____ Task material
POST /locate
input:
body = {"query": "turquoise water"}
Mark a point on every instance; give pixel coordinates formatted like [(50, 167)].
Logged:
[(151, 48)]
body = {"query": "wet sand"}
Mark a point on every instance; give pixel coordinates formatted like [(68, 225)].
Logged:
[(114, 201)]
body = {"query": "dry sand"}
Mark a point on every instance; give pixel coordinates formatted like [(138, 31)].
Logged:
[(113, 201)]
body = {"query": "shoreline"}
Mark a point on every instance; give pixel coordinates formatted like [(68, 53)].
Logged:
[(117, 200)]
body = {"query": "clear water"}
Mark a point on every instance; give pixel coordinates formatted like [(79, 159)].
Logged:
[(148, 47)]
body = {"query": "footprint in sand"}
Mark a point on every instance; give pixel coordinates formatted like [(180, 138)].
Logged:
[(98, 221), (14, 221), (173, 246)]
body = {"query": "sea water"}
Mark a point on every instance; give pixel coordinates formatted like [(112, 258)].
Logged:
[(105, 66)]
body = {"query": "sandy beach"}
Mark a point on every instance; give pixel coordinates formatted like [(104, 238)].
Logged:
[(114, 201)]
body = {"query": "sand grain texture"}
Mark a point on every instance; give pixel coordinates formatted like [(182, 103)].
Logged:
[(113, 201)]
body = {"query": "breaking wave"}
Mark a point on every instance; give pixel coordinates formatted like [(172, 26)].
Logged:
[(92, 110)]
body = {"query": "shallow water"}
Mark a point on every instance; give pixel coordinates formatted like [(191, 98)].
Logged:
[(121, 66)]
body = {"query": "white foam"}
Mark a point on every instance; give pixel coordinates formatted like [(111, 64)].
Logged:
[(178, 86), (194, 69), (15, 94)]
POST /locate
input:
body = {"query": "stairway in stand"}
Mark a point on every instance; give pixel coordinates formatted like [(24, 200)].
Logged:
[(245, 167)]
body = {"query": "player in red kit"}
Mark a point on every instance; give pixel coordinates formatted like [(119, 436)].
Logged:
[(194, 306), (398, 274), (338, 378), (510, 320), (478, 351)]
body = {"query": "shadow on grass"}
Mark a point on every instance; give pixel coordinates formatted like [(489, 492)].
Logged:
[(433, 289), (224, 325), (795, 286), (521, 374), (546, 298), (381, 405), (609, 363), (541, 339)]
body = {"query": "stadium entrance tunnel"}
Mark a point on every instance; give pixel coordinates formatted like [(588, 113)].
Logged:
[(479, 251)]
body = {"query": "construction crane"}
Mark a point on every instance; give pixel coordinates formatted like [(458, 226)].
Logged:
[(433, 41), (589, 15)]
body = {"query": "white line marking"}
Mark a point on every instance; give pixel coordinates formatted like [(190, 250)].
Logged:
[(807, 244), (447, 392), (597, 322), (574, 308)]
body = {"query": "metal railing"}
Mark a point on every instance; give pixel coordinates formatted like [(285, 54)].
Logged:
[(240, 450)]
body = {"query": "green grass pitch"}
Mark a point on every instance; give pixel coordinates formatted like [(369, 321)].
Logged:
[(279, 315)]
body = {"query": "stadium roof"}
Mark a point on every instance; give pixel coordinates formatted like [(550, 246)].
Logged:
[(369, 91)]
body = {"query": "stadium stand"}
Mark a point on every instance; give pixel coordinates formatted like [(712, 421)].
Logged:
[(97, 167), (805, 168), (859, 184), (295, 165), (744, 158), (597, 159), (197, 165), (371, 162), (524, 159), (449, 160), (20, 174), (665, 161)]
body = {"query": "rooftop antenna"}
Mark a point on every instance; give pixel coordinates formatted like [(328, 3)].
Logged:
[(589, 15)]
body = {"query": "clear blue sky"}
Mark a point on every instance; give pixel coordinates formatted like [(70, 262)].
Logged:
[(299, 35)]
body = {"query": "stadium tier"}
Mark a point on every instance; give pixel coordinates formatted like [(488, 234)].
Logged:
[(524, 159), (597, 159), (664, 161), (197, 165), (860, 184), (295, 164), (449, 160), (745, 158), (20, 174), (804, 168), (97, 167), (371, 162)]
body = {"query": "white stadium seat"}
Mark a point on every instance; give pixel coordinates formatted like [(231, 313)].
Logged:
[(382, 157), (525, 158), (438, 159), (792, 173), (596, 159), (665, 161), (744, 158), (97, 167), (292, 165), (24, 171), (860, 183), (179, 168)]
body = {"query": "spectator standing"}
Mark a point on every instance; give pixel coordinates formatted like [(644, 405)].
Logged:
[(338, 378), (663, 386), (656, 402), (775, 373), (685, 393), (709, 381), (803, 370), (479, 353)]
________
Exercise instructions ▸ Repeat every line of the data, exactly and in full.

Result ▸
POST /locate
input:
body = {"query": "turquoise water"}
Mark a point on every instance; give pixel coordinates formatted like [(50, 167)].
Logged:
[(151, 48)]
body = {"query": "wet sand"}
Mark a point on every instance; give pixel coordinates formatted like [(68, 225)].
Logged:
[(114, 201)]
body = {"query": "dry sand"}
Mark a point on every instance; give pixel coordinates formatted like [(138, 31)].
Logged:
[(113, 201)]
body = {"query": "shoreline"}
Mark a point on every instance; give pixel coordinates formatted like [(68, 53)].
Logged:
[(117, 200)]
body = {"query": "clear water"}
Mark a point on every instance; give pixel coordinates formatted like [(79, 159)].
Logged:
[(148, 47)]
body = {"query": "footprint in sand"}
Mark a point on every instance; give pixel coordinates formatted like [(180, 138)].
Logged:
[(98, 221), (14, 221), (173, 246)]
body = {"query": "sea water"}
Mark a point on every instance; give pixel coordinates formatted like [(112, 258)].
Logged:
[(105, 66)]
body = {"query": "sandy beach"}
Mark a point on every instance; give pixel coordinates formatted like [(104, 238)].
Logged:
[(114, 201)]
body = {"query": "sand grain texture"}
Mark a point on every instance; give pixel coordinates formatted like [(182, 103)].
Logged:
[(113, 201)]
body = {"query": "breaking wave"}
Mark a point on every instance; give pixel coordinates formatted like [(172, 26)].
Logged:
[(92, 110)]
body = {"query": "shallow water"}
Mark a point on every instance; give pixel coordinates formatted like [(191, 98)].
Logged:
[(121, 66)]
body = {"query": "white foam"}
Mark a point on every instance; give pixel coordinates formatted like [(111, 64)].
Logged:
[(178, 86), (194, 69), (15, 94)]
POST /locate
input:
body = {"query": "stairway in stand"}
Mark a point on every instance; give pixel coordinates formatted like [(24, 200)].
Logged:
[(245, 167)]
body = {"query": "player in red kit"}
Mark a point on every instance; give pixel coordinates formatted like [(119, 436)].
Logged:
[(194, 306), (398, 274), (338, 378), (510, 320), (478, 351)]
body = {"query": "shadow on grass"}
Mark a point on every instance; give pixel coordinates formatted like [(489, 492)].
Logged:
[(433, 289), (224, 325), (795, 286), (521, 374), (546, 298), (381, 405), (609, 363), (541, 339)]
body = {"query": "stadium entrance tunnel"}
Mark a point on every instance; give pixel coordinates formatted like [(588, 113)].
Logged:
[(479, 251)]
body = {"query": "construction crane"}
Mark a point on every instance; give pixel coordinates formatted like [(458, 226)].
Logged:
[(433, 41), (589, 15)]
body = {"query": "white line marking"}
Mark a point on every instance; give pixel coordinates formatted like [(190, 250)].
Logged:
[(807, 244), (447, 392), (597, 322), (574, 308)]
body = {"query": "metal railing"}
Mark a point on every instance; give pixel coordinates formatted like [(285, 54)].
Logged:
[(240, 450)]
body = {"query": "green grass pitch"}
Mark a point on every instance; give pixel coordinates formatted like [(369, 321)].
Logged:
[(279, 315)]
body = {"query": "stadium roof"}
Mark a point on every instance; give pixel coordinates formatted like [(550, 246)].
Logged:
[(369, 91)]
body = {"query": "stadium stand"}
Mark a point on every instance; give pixel coordinates formatted like [(712, 421)].
Logged:
[(97, 167), (805, 168), (859, 184), (295, 165), (744, 158), (597, 159), (197, 165), (371, 162), (524, 159), (449, 160), (20, 174), (665, 161)]
body = {"query": "rooftop antenna"}
Mark a point on every instance; give pixel coordinates formatted like [(328, 3)].
Logged:
[(589, 15)]
body = {"query": "clear blue sky"}
Mark a point on every instance; give pixel coordinates formatted like [(70, 262)].
Logged:
[(299, 35)]
body = {"query": "stadium tier"}
Mark a point on every instance; give pixel coordinates formatted like [(488, 234)].
Logged:
[(524, 159), (597, 159), (664, 161), (197, 165), (860, 184), (295, 164), (449, 160), (745, 158), (20, 174), (804, 168), (97, 167), (371, 162)]
body = {"query": "white stadium seat"}
Mark a point on every instance; give pixel coordinates formatted like [(231, 313)].
Logged:
[(382, 157), (525, 158), (438, 159), (792, 173), (596, 159), (665, 161), (744, 158), (97, 167), (292, 165), (24, 171), (860, 183), (179, 168)]
body = {"query": "spectator standing"}
Mark a point on every instance; give pixel coordinates formatted like [(644, 405)].
Logged:
[(338, 378), (663, 386), (656, 402), (775, 373), (685, 393), (709, 381), (803, 370), (479, 353)]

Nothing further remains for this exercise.